__EXERCISE GOAL__. Print the stretch of the entries from the line containing "Put one marker on each instance of the green hillside" through the end of the entries exactly as it appears, and nothing else.

Records
******

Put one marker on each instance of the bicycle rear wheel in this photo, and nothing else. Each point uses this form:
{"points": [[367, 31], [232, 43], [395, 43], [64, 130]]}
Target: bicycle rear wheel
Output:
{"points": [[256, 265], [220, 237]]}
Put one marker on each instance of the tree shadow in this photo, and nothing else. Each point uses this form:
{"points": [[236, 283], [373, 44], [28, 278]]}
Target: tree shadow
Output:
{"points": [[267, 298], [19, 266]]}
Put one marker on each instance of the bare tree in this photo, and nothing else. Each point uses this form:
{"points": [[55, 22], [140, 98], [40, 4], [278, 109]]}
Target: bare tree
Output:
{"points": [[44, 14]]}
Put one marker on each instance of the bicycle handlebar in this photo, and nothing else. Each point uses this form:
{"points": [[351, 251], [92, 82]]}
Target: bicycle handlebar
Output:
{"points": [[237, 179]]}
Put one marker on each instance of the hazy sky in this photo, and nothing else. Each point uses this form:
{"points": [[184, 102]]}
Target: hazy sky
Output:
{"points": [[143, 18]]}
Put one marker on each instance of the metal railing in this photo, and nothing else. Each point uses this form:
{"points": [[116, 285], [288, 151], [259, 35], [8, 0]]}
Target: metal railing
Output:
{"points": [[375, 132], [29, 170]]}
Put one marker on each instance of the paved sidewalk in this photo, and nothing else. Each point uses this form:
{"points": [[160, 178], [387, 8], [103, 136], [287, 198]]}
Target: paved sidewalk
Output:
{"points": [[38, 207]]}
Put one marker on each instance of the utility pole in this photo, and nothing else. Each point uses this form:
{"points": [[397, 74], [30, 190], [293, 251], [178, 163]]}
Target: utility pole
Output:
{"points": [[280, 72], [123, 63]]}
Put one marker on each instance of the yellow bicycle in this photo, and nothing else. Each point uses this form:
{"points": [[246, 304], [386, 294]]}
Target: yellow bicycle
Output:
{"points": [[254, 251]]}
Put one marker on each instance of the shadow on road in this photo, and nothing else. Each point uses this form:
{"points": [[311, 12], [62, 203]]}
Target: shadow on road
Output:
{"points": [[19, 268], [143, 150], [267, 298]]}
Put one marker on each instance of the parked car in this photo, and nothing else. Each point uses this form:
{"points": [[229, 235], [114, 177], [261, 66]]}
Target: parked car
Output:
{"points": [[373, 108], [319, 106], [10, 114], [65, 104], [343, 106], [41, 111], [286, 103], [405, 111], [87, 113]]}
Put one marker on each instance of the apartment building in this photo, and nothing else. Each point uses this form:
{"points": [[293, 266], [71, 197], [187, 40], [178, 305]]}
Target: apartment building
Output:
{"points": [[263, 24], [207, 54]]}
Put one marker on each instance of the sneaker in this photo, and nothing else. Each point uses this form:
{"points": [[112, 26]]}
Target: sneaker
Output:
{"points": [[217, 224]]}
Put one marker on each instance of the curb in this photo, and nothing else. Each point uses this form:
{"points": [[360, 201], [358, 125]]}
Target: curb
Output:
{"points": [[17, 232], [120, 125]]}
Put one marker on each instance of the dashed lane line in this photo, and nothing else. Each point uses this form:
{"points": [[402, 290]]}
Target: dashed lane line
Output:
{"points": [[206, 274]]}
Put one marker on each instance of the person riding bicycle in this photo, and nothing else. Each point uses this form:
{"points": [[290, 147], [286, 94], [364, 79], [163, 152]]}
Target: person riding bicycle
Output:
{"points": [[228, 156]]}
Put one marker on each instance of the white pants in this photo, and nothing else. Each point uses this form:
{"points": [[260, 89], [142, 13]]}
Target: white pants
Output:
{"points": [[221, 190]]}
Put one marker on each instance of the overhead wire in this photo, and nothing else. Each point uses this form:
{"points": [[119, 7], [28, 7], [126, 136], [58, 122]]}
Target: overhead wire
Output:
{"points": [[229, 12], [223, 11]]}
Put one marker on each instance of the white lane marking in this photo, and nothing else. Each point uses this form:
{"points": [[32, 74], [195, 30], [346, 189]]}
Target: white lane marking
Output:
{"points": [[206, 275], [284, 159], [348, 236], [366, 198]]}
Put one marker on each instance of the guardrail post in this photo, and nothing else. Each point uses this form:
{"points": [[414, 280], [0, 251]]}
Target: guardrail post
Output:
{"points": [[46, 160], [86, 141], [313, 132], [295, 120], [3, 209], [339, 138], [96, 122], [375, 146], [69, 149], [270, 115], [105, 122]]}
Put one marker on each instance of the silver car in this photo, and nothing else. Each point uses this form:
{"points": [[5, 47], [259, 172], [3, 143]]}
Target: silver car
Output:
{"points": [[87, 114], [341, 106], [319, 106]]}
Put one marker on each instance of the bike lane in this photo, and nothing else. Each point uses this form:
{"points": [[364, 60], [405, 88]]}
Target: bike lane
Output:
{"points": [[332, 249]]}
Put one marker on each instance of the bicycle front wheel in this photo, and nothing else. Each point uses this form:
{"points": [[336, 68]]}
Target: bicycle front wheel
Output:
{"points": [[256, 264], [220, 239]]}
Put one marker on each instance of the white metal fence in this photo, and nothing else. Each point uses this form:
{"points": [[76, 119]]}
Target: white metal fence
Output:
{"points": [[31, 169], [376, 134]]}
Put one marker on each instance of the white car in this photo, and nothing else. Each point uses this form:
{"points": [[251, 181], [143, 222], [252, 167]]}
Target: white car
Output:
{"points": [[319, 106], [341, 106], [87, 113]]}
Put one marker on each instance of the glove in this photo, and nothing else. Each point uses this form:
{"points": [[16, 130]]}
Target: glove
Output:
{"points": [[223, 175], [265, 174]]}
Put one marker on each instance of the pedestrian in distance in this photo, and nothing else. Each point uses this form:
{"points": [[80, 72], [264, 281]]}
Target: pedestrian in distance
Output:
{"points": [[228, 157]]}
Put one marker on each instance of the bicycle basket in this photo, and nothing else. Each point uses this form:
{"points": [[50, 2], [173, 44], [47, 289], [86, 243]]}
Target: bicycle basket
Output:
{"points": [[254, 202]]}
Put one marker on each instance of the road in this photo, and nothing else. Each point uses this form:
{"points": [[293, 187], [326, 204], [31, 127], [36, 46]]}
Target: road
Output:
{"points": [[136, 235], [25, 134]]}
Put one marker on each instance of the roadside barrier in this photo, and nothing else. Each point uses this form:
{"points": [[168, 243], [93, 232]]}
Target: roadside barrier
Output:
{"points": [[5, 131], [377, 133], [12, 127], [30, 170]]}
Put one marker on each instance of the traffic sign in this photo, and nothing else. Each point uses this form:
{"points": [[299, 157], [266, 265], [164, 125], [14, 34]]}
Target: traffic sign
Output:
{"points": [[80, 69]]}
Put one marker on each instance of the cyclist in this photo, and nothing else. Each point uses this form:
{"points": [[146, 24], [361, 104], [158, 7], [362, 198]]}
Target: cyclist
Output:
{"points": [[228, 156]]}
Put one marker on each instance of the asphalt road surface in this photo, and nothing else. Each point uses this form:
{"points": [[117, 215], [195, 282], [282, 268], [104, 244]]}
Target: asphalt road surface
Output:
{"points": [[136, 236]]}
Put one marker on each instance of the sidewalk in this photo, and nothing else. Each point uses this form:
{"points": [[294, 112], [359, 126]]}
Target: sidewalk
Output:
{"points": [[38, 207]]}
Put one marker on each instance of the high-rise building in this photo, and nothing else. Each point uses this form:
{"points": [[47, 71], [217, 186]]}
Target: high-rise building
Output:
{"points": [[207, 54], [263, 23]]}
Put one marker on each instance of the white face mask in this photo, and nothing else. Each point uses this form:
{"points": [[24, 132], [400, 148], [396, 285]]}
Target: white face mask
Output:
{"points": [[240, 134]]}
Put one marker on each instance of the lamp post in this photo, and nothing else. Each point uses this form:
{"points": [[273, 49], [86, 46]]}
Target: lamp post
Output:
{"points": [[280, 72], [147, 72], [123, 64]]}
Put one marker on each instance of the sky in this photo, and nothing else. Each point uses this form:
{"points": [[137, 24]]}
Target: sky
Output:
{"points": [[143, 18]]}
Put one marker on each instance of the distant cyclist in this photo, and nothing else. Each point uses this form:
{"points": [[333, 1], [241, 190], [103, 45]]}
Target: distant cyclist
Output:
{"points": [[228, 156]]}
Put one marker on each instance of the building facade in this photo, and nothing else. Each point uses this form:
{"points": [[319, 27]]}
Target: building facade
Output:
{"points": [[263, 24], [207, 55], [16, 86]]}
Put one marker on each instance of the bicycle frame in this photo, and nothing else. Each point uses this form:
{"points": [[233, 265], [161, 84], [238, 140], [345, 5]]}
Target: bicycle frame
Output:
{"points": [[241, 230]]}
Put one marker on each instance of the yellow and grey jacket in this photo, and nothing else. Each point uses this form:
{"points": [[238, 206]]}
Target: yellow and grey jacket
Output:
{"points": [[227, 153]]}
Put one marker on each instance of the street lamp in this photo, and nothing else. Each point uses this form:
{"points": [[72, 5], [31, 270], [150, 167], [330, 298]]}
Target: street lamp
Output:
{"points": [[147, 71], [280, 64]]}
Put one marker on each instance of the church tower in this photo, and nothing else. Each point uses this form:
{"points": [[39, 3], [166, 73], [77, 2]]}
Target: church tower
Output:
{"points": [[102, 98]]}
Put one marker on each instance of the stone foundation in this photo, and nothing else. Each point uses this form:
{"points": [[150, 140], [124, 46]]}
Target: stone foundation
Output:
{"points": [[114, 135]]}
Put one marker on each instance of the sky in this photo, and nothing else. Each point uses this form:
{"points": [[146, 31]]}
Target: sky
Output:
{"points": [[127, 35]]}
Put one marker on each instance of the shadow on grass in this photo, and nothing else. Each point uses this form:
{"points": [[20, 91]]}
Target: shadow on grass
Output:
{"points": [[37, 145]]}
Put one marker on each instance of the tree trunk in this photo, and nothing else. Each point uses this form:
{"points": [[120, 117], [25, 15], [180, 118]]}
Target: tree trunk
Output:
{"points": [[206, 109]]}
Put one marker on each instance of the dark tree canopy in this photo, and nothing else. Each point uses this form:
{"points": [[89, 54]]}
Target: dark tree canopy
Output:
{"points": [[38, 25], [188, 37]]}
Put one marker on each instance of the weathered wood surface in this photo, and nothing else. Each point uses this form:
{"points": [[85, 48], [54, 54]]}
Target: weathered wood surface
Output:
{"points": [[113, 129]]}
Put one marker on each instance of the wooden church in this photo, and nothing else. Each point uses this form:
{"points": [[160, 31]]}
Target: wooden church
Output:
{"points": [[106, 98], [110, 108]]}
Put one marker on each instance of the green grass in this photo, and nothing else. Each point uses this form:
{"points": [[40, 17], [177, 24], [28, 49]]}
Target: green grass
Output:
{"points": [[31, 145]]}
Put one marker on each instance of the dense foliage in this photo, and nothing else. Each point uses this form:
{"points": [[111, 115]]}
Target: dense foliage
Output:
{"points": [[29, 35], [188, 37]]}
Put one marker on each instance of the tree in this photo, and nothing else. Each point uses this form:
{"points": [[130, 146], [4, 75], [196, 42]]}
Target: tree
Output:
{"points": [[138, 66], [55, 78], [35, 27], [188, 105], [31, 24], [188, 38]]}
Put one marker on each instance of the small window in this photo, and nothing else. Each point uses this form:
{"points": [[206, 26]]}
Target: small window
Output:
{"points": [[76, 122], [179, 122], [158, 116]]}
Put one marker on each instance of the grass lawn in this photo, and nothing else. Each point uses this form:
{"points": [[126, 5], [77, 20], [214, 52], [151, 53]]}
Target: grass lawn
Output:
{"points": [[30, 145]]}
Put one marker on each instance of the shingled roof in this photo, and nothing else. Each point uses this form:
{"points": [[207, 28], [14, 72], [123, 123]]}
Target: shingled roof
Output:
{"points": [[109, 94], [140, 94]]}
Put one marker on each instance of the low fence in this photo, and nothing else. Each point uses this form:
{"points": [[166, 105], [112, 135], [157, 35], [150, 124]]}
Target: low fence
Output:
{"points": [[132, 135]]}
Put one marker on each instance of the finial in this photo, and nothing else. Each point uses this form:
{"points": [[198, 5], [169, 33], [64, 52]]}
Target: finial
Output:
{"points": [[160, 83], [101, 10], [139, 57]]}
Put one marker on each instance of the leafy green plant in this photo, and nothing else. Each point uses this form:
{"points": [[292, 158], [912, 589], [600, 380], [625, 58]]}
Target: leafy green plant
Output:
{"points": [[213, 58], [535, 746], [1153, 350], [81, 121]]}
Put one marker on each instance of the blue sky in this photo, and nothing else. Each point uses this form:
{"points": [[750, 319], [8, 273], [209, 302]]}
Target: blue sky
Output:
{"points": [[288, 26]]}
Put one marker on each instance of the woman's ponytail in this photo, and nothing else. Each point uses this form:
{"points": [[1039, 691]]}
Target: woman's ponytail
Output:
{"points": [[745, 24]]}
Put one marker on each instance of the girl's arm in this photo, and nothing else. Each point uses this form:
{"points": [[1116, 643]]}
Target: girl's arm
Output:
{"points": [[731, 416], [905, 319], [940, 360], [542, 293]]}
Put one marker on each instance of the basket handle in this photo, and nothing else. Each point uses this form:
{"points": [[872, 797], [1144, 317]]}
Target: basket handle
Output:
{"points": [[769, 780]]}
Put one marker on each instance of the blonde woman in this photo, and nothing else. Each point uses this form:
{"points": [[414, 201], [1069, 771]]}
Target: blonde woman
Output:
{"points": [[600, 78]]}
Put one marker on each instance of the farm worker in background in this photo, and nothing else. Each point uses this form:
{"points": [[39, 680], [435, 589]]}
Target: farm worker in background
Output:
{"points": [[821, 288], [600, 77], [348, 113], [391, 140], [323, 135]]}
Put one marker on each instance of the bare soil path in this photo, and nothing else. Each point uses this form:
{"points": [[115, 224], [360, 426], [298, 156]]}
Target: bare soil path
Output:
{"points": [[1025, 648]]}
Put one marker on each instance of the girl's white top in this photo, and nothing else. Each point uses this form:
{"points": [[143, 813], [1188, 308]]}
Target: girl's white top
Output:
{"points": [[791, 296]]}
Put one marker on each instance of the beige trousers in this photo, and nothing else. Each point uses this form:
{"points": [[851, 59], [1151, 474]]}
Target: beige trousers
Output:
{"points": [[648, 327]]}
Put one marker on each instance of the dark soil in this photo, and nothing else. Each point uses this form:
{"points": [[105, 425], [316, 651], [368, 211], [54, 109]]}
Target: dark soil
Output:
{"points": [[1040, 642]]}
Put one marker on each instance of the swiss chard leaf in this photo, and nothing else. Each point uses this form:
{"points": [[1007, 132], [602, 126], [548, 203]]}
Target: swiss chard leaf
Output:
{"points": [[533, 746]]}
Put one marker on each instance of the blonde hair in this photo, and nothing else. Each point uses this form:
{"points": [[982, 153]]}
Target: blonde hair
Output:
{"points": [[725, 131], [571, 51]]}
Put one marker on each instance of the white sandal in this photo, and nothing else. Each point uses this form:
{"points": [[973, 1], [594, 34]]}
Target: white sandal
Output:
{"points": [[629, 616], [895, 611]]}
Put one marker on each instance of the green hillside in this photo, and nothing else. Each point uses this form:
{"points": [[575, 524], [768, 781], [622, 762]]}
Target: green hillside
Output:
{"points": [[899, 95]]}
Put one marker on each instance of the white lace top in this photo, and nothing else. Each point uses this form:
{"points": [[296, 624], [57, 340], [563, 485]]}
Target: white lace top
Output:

******

__WORKED SOLUTION__.
Put one marker on each instance of the green hillside in this photo, and nothing else. Each point uses this form:
{"points": [[575, 524], [768, 781], [622, 762]]}
Target: green hillside
Output:
{"points": [[899, 95]]}
Put one marker on each instance of the white lace top in this photo, and nothing else. Each point uses this form:
{"points": [[296, 624], [57, 340], [563, 485]]}
Target: white lace top
Output:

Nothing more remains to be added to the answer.